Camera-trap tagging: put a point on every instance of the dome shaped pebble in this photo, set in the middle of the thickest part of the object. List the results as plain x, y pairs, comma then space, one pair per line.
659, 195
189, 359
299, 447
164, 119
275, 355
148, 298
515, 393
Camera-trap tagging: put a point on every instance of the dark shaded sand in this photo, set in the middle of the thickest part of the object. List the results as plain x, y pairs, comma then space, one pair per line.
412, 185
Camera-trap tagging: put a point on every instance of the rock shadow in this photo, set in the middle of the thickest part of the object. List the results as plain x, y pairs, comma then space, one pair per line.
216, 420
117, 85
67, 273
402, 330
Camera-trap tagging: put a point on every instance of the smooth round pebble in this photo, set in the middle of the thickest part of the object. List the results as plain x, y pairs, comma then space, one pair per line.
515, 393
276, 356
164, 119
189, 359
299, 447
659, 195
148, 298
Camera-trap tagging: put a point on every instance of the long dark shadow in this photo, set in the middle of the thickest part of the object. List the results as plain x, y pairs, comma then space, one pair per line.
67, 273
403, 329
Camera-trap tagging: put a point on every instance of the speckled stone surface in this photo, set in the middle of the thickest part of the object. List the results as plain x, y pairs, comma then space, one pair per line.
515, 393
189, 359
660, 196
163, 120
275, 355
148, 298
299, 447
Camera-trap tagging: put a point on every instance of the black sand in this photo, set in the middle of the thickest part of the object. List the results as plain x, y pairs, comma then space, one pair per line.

Exercise directions. Every record should be repeated exactly; please leave none out.

Exercise output.
Camera-trap tagging: put a point on every instance of the dome shaped pebble in this photo, set in the middle of the thickest part of the object. List the results as plain x, y pairs, comma then space, one pair per line.
659, 195
189, 359
299, 447
164, 119
275, 355
148, 298
515, 393
Camera-trap tagging: put a point on every instance of the dark shaded sand in this photo, set in the middle of the thickest part of the object. List the results as plain x, y pairs, comma then space, one pair per line.
412, 185
Camera-trap tagging: put a point on every instance of the rock shadow in this photo, set in the middle of the thickest part of the object. List the results as plain x, y pairs, comma then space, one pair per line.
216, 420
117, 85
67, 273
402, 330
Camera-trap tagging: put a point on every instance of the smooth round pebble in this photo, set in the middle of the thickest part of the object. List the results as plain x, y pairs, comma then space, one pair per line.
515, 393
276, 356
164, 119
189, 359
299, 447
659, 195
148, 298
Camera-trap tagging: put a point on every instance of the long dark shadow in this photo, set in the middle of the thickest part of the object. List the results as plain x, y pairs, comma then space, one pair per line.
67, 273
403, 329
Camera-trap tagging: put a point on every instance of the speckled stone surface in this photo, set in the middle of the thickest part of the object. List the results as plain x, y pairs, comma then space, one pair per line.
515, 393
189, 359
660, 196
163, 120
275, 355
148, 298
299, 447
Camera-trap tagging: put a point on every instance of the black sand in this photo, set in the middle of the thickest part of the object. List the results as plain x, y pairs, comma then space, one pair per line.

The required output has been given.